● **Problem to work on**
Please restate the data that follows word for word, with the pictures left out.
• • • •
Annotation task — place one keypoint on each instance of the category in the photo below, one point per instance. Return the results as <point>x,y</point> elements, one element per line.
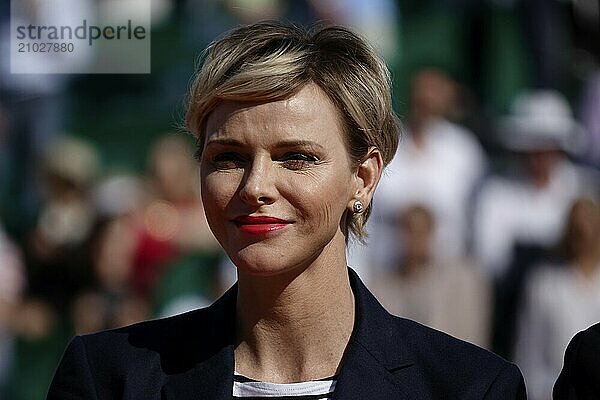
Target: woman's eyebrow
<point>224,142</point>
<point>298,143</point>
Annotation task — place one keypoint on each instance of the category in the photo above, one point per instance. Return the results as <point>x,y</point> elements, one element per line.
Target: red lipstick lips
<point>259,225</point>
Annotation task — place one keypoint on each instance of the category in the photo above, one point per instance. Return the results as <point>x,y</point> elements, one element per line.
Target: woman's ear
<point>367,177</point>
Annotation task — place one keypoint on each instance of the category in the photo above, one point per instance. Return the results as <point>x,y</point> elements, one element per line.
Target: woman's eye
<point>298,160</point>
<point>198,155</point>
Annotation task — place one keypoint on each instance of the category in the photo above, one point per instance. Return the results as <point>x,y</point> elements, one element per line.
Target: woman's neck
<point>294,327</point>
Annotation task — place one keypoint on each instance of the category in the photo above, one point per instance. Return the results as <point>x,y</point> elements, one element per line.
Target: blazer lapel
<point>211,375</point>
<point>377,364</point>
<point>210,380</point>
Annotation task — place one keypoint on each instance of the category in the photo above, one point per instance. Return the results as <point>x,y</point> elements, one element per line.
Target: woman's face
<point>276,180</point>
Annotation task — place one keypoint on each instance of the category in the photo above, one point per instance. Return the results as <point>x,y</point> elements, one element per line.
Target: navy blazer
<point>191,356</point>
<point>580,376</point>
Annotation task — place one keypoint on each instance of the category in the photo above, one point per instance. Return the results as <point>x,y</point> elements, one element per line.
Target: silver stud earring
<point>357,207</point>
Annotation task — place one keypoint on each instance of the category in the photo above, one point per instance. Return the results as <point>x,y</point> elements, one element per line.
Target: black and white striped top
<point>246,388</point>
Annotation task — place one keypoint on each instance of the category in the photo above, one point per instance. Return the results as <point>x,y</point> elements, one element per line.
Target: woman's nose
<point>258,186</point>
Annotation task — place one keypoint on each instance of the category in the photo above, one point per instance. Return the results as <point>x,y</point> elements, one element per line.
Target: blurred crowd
<point>486,224</point>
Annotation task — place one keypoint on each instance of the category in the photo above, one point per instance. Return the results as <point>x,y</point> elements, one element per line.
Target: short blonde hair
<point>272,60</point>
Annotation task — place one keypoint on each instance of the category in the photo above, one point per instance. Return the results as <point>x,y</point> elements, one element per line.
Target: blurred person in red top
<point>172,222</point>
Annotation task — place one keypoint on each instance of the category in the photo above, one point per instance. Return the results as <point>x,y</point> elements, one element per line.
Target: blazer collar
<point>377,363</point>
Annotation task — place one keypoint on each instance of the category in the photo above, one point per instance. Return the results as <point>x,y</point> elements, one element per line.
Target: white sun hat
<point>541,120</point>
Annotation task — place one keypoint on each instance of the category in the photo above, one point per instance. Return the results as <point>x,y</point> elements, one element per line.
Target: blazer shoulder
<point>458,365</point>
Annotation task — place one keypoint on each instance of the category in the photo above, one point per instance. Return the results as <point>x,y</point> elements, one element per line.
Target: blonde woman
<point>294,128</point>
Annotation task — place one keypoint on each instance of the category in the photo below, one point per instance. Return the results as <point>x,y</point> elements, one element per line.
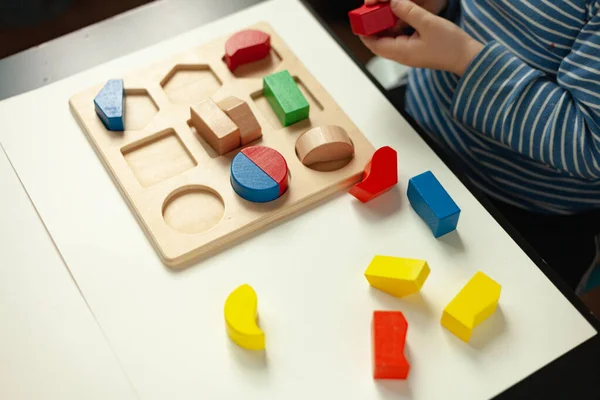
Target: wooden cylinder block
<point>324,144</point>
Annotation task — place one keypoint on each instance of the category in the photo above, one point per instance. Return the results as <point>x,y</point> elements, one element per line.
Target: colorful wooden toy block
<point>271,162</point>
<point>389,338</point>
<point>259,174</point>
<point>240,113</point>
<point>241,318</point>
<point>472,305</point>
<point>369,20</point>
<point>433,204</point>
<point>215,126</point>
<point>245,47</point>
<point>380,175</point>
<point>110,105</point>
<point>324,144</point>
<point>285,98</point>
<point>397,276</point>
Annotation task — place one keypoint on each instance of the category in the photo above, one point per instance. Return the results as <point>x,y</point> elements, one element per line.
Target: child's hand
<point>436,44</point>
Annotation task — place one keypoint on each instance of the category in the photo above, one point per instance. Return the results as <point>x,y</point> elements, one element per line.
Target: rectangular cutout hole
<point>158,157</point>
<point>265,108</point>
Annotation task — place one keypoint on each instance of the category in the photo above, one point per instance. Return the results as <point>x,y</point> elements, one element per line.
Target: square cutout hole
<point>265,108</point>
<point>158,157</point>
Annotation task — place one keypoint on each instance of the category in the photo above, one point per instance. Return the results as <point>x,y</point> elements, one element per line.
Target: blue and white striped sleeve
<point>553,121</point>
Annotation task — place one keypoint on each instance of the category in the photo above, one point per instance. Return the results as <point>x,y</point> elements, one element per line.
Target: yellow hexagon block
<point>241,318</point>
<point>471,306</point>
<point>397,276</point>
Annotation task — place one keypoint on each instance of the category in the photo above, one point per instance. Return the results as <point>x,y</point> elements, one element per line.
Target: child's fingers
<point>387,47</point>
<point>412,14</point>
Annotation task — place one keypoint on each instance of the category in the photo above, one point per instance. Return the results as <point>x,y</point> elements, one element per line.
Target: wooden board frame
<point>177,186</point>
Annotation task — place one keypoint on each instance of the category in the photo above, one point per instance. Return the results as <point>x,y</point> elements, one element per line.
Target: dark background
<point>29,23</point>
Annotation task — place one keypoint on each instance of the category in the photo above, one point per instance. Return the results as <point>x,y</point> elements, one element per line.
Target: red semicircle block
<point>245,47</point>
<point>271,162</point>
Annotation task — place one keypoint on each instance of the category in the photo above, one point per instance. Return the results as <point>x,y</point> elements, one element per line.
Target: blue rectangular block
<point>431,201</point>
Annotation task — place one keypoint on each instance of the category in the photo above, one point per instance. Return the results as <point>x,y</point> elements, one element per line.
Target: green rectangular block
<point>285,98</point>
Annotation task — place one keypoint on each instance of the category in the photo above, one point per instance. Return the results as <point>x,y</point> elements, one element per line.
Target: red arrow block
<point>380,175</point>
<point>389,338</point>
<point>245,47</point>
<point>369,20</point>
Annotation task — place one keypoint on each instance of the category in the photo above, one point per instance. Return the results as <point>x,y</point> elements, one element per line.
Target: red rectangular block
<point>369,20</point>
<point>389,338</point>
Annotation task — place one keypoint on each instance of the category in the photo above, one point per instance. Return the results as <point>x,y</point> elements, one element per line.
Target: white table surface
<point>315,306</point>
<point>50,345</point>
• • • •
● **Solved exercise**
Annotation task — place one keypoint on each instance of the category in the photo below, one point per instance. Return the results as <point>x,y</point> elements, one element per line.
Target: woman's eyebrow
<point>224,142</point>
<point>298,143</point>
Annotation task — place one keypoint on each instance of the category in the photo above, one point per instance. Return the results as <point>x,y</point> elements, one element per line.
Target: red lipstick lips
<point>259,225</point>
Annotation task — place one keypoint on each instance of the category in the photo above, one point per instance. Return the results as <point>x,y</point> elements, one element per line.
Target: woman's ear
<point>367,177</point>
Annotation task — place one keypoint on each instance of the category in the photo above, one point per instance. Return the results as <point>x,y</point> elements, one element per line.
Target: woman's eye
<point>298,160</point>
<point>198,155</point>
Annotation task — place one keypoint on each instance of the category in the photo above, one point per instance. Return the results as <point>x,y</point> elements, one element per line.
Target: woman's neck
<point>294,327</point>
Annotation task — place one keypoint on each instance of the category in the photo above, one point per instance. Return the results as <point>x,y</point> elements, one element per line.
Target: blazer lapel
<point>211,375</point>
<point>377,364</point>
<point>210,380</point>
Annotation task — place one keypoint on each instance of the category in the photo above, one point per instance. Return the results as <point>x,y</point> elements, one element per line.
Target: woman's face
<point>276,180</point>
Annotation task — place one keypoint on each instance of the category in the photo above, one point per instance. Return the results as <point>x,y</point> elements, one element per line.
Target: navy blazer
<point>191,356</point>
<point>580,376</point>
Annotation task — place one keypoint on each instance of the category in the photo above, one point per instance. Return the results as <point>x,y</point> elements, one element per line.
Target: silver stud earring
<point>357,207</point>
Annotation task — place one keypoint on each instance of the category in the photo above, one point per instance. Return the results as <point>x,y</point> elements, one element per line.
Target: black and white striped top
<point>246,388</point>
Annotation task — place one keypoint on each instance of the category in the photo above, one point per instance. Return the results as <point>x,y</point> elements, one element per line.
Target: woman's nose
<point>258,186</point>
Annotation task — place one keypoint on each instance of the category in the photo above, one point per instance. Return the results as <point>x,y</point> elements, one element per line.
Target: blurred crowd
<point>486,224</point>
Annotation task — place one keypoint on each instance of the category in the photo above, one point per instance. Return the results as <point>x,y</point> elements, one element per line.
Target: short blonde hair
<point>272,60</point>
Annotation task — place one keypoint on each instance of the category in the photo above, one point per instance. Return the results as <point>x,y</point> elements, one element per line.
Target: blurred person in red top
<point>172,222</point>
Annotation task — place one keypoint on each instance of the category in the photo above, one point per instance. Return the results as <point>x,y</point> elements, one element per line.
Target: blazer collar
<point>377,363</point>
Annotation task — place one keypoint on each instance of the category in the photo above, one point per instance. Return the results as <point>x,y</point> elements, one element per line.
Target: white sun hat
<point>541,120</point>
Annotation task — place one keypoint on each instance of the category in the photo above, one point per instance. Return the results as <point>x,y</point> elements, one element per line.
Target: blazer shoulder
<point>458,365</point>
Annotation task — place one keypoint on each instance of the category in the photo above, one point per instance. Return the results as <point>x,y</point> elements, one element per line.
Target: blonde woman
<point>294,128</point>
Annotation task — place one keypoint on each instance of the category in the photo below, one point per instance. Return the results as <point>x,y</point> elements, one element per line.
Target: wooden cylinder block
<point>324,144</point>
Annotation task — place one keypoint on each instance of the category in the photo above, one point per instance. Return the results as <point>x,y</point> elements, one element per line.
Target: colorful wooden toy block
<point>271,162</point>
<point>389,338</point>
<point>259,174</point>
<point>240,113</point>
<point>241,318</point>
<point>472,305</point>
<point>369,20</point>
<point>433,204</point>
<point>215,126</point>
<point>245,47</point>
<point>380,175</point>
<point>110,105</point>
<point>324,144</point>
<point>285,98</point>
<point>397,276</point>
Annotation task — place one keypoint on each instance of the category in the photo above, one point per instance. Return the results as <point>x,y</point> elements, one element per line.
Target: child's hand
<point>436,44</point>
Annotation task — place one keypoint on each instance of the category in the photo above, one point per instance. Return the results as <point>x,y</point> elements, one element per line.
Target: rectangular cutout hole
<point>158,157</point>
<point>265,108</point>
Annotation task — place one keypoint on each instance of the category in the photo above, one point per instance. Return the results as <point>x,y</point> elements, one element per line.
Target: square cutout hole
<point>265,108</point>
<point>158,157</point>
Annotation task — place one keypoint on each instance of the category in the photo above, one point per instance. Return the results as <point>x,y</point> elements, one element per line.
Target: blue and white striped sleeve
<point>553,121</point>
Annotation task — place one keypoint on each instance of the category in the photo above, one point per instance. Return the results as <point>x,y</point> elements, one element per line.
Target: yellow hexagon block
<point>241,318</point>
<point>471,306</point>
<point>397,276</point>
Annotation task — place one keypoint on each instance of the category in the photo above, one point per instance. Return the results as <point>x,y</point> elements, one element per line.
Target: child's fingers
<point>387,47</point>
<point>412,14</point>
Annotation task — place one keypoint on each instance of the category in the photo above, one point per instance. Return the results as <point>x,y</point> elements, one element per line.
Target: wooden board frame
<point>177,186</point>
Annotation task — place one keypoint on each instance of the category in the photo above, one point per instance. Return the results as <point>x,y</point> elements, one element per line.
Target: dark background
<point>29,23</point>
Annotation task — place one keypoint on each instance of the category in the photo above, one point per instance. Return the results as <point>x,y</point> elements, one element per line.
Target: red semicircle block
<point>245,47</point>
<point>271,162</point>
Annotation task — place one keypoint on each instance of the category in the photo above, one point per instance. Return the results as <point>x,y</point> elements, one element per line.
Target: blue rectangular block
<point>431,201</point>
Annotation task — place one keypoint on each instance of the category in the photo above, one point per instance. Return the results as <point>x,y</point> elements, one element per line.
Target: green rectangular block
<point>285,98</point>
Annotation task — place one keypoint on each instance of the category in the photo above, one point per instance. Return the results as <point>x,y</point> elements, one element per line.
Target: red arrow block
<point>380,175</point>
<point>389,338</point>
<point>245,47</point>
<point>369,20</point>
Annotation task — place one keypoint on each instance of the category in the photo above, one point per instance. Return the results as <point>x,y</point> elements, one element per line.
Target: red rectangular block
<point>369,20</point>
<point>389,338</point>
Annotation task — place one keypoint on each instance of the category in the photo above, one point per instance. Return the results as <point>x,y</point> elements, one element per line.
Target: white table surface
<point>315,306</point>
<point>50,345</point>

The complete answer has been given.